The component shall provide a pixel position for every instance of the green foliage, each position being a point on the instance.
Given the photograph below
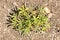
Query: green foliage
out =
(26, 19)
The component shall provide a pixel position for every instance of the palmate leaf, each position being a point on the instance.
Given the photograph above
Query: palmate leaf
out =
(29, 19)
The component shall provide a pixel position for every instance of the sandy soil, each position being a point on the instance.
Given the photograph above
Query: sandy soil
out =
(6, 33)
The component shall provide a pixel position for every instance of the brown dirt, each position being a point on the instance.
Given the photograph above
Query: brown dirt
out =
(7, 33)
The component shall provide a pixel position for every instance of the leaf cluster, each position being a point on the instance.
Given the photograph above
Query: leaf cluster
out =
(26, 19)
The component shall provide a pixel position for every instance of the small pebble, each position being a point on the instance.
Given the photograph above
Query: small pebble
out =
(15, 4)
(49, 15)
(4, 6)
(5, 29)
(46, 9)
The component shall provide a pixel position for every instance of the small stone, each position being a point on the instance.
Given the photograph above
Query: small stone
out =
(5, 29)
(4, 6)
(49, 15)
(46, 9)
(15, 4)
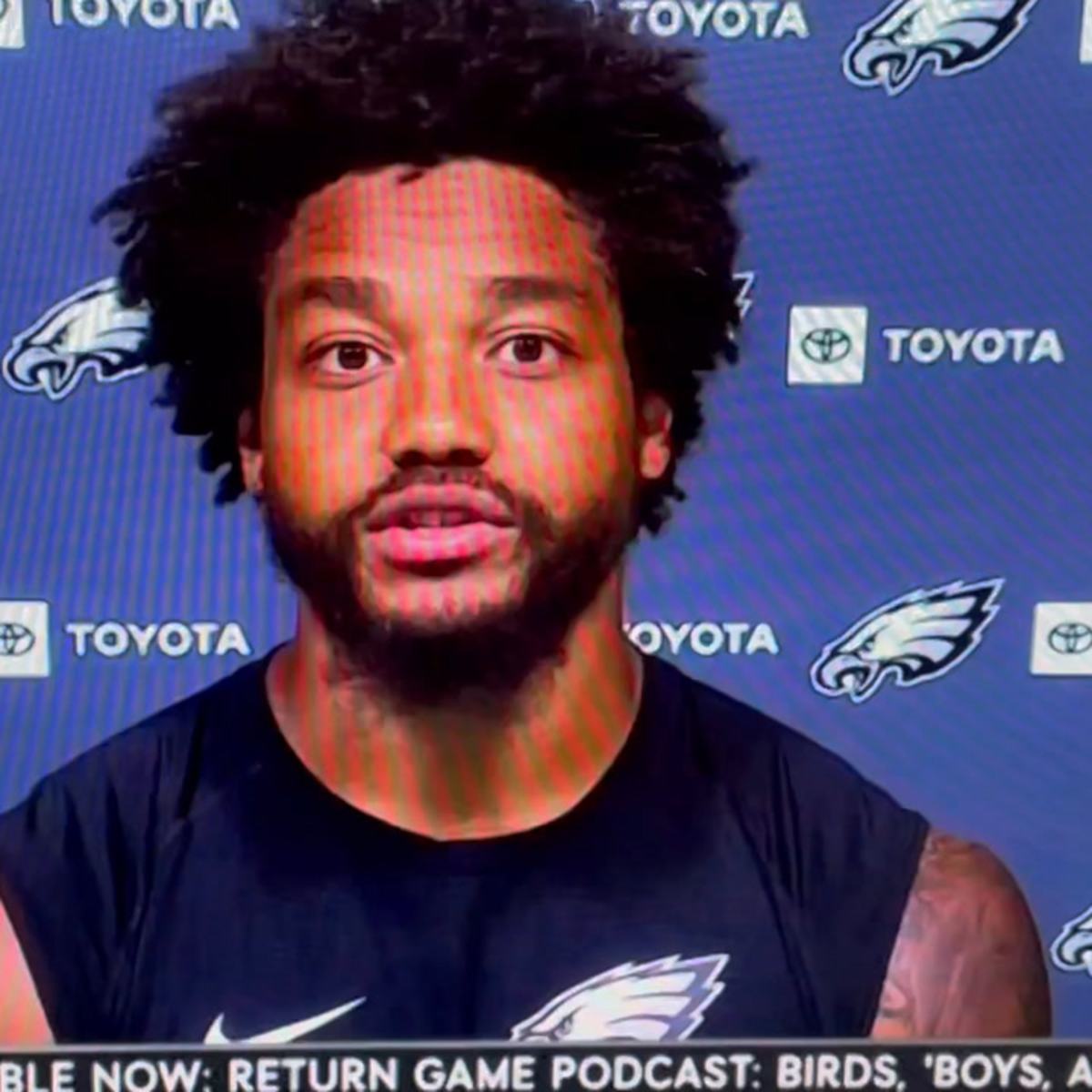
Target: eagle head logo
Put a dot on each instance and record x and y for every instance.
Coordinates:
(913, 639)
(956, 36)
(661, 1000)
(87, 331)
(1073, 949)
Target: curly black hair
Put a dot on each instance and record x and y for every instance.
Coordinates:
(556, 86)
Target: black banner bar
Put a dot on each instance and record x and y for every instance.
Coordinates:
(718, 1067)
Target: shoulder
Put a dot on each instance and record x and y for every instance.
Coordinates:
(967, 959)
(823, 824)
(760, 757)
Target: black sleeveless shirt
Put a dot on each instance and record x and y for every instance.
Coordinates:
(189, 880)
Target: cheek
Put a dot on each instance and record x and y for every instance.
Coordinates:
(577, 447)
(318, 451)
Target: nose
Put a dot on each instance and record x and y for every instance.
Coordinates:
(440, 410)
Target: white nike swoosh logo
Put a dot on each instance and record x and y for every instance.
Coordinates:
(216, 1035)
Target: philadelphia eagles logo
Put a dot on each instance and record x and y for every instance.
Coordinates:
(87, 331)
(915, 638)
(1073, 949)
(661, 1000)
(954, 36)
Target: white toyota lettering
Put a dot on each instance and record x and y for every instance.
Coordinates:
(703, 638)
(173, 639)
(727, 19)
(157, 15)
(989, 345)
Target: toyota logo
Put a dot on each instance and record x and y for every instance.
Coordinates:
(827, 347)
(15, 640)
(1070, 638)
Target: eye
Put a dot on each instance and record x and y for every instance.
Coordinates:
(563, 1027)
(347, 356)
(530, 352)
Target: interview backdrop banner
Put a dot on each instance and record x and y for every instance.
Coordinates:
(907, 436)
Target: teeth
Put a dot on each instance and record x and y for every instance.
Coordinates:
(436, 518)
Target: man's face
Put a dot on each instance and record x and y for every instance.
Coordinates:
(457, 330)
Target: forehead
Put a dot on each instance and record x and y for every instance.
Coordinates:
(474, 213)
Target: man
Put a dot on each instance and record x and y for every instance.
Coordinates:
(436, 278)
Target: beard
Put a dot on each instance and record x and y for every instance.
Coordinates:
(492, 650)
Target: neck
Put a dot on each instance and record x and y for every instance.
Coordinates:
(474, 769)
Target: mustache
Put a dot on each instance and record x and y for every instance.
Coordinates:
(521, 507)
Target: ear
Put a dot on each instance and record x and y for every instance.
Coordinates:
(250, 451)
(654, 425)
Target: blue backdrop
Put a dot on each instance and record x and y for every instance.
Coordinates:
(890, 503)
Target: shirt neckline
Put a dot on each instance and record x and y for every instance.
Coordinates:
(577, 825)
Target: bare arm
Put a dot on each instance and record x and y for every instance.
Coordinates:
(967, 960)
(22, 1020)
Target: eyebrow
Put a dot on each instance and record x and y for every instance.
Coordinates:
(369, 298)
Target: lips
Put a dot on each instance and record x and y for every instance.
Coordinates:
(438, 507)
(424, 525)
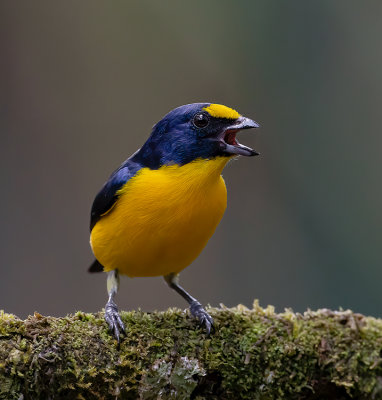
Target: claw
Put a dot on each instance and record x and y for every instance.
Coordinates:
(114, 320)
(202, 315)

Instructions to follow
Repeat each entry above word for word, leaving every picture out.

Solution
The component shall provide a pixel position for every instance of the green foliage, each position being a point on the instance.
Given the photograph below
Query: green foliage
out =
(26, 19)
The component shall provide a pixel position for every instance of the palmate leaf, each position being a point on the instance.
Given the photograph above
Query: palmate leaf
out =
(29, 19)
The component shall provide a pixel position for every instance of the sandy soil, each position being a point on the instance.
Given the photograph above
Query: sandy soil
out =
(6, 33)
The component shall provide a pixel position for every instance of the brown dirt, each position being a point on the instance.
Given the photograph above
Query: brown dirt
out =
(7, 33)
The component shall provide a pixel position for every instance of the leaf cluster, each position being a point on the instance.
Given the photograph above
Query: leaf cluster
out =
(26, 19)
The component shall provide a pixel position for every instance of the small pebble, each position being a point on the instance.
Given the photograph above
Query: small pebble
out =
(15, 4)
(49, 15)
(4, 6)
(5, 29)
(46, 9)
The component shall provide a pixel position for every instance of the small stone, each position being a point on the instance.
Given the photograph above
Query: small stone
out =
(5, 29)
(4, 6)
(49, 15)
(46, 9)
(15, 4)
Target: eagle head logo
Put a dot on each instance and record x and y for every instance.
Coordinates:
(913, 639)
(956, 36)
(661, 1000)
(87, 331)
(1073, 949)
Target: curly black hair
Put a dot on each instance and record x and y for every instance.
Coordinates:
(556, 86)
Target: black banner bar
Put a dot on each instance and record x and y for every instance.
Coordinates:
(718, 1067)
Target: shoulder
Put a dot on each instance and record x and y for every instance.
Coordinates:
(967, 959)
(823, 824)
(760, 757)
Target: black sleeveless shirt
Put a dot on each instance and record x and y for every instance.
Coordinates:
(189, 880)
Target: cheek
Put a dot on each instance and record x and y for every instance.
Coordinates:
(577, 447)
(318, 451)
Target: nose
Put a dot on each instance and record x and y for every instance.
Coordinates:
(440, 410)
Target: white nike swoosh logo
Put a dot on each instance and record x and y for every instance.
Coordinates:
(216, 1035)
Target: philadelphia eagles logo
Put a dot on each instance and record x and y for every instance.
Coordinates:
(87, 331)
(915, 638)
(1073, 949)
(661, 1000)
(954, 36)
Target: white toyota lettering
Put a dot on each instance and record x and y for every instance.
Coordinates:
(703, 638)
(173, 639)
(727, 19)
(157, 15)
(989, 345)
Target: toyota logo
Put a dot on each instance and record x and y for every instance.
Coordinates:
(827, 347)
(15, 640)
(1070, 638)
Target: eye
Put a dot on each instance and record x and y for every instance.
Coordinates:
(563, 1027)
(347, 356)
(530, 352)
Target: interview backdrop banner
Put a dot on each instance and record x and y for every instance.
Coordinates:
(907, 436)
Target: teeth
Put a dot on each instance and record x and y for every instance.
Coordinates:
(436, 518)
Target: man's face
Put a dot on each instance and record x and y for every instance.
Coordinates:
(457, 330)
Target: forehead
Put a dot on each instance and record x and y for every instance.
Coordinates:
(474, 213)
Target: man
Put a dot on each instance and record x and y for every instance.
Coordinates:
(436, 278)
Target: beard
Put a dot on each instance and record x and y for every instance.
Coordinates:
(492, 650)
Target: neck
Put a dot on each instance and record x and y for every instance.
Coordinates:
(474, 769)
Target: mustache
Put a dot on each instance and record x and y for every instance.
Coordinates:
(521, 507)
Target: ear
Put a dot on each instance and record x and y for every instance.
Coordinates:
(250, 451)
(654, 425)
Target: blue backdrop
Put a dot on each instance and record x and y for every instance.
Coordinates:
(890, 503)
Target: shirt neckline
Put a dot on each instance and record x and y for every instance.
Coordinates:
(577, 825)
Target: bare arm
Put a dot on each instance and record x and y for every instance.
Coordinates:
(967, 960)
(22, 1020)
Target: eyebrow
Put a dot on each instance and record x and y for every instance.
Coordinates:
(369, 298)
Target: lips
Put a dot on each instance and record x and y for every instance.
Coordinates:
(438, 507)
(424, 525)
Target: claw
Put a dot on each instance and record x and y for every instance.
Coordinates:
(114, 320)
(202, 315)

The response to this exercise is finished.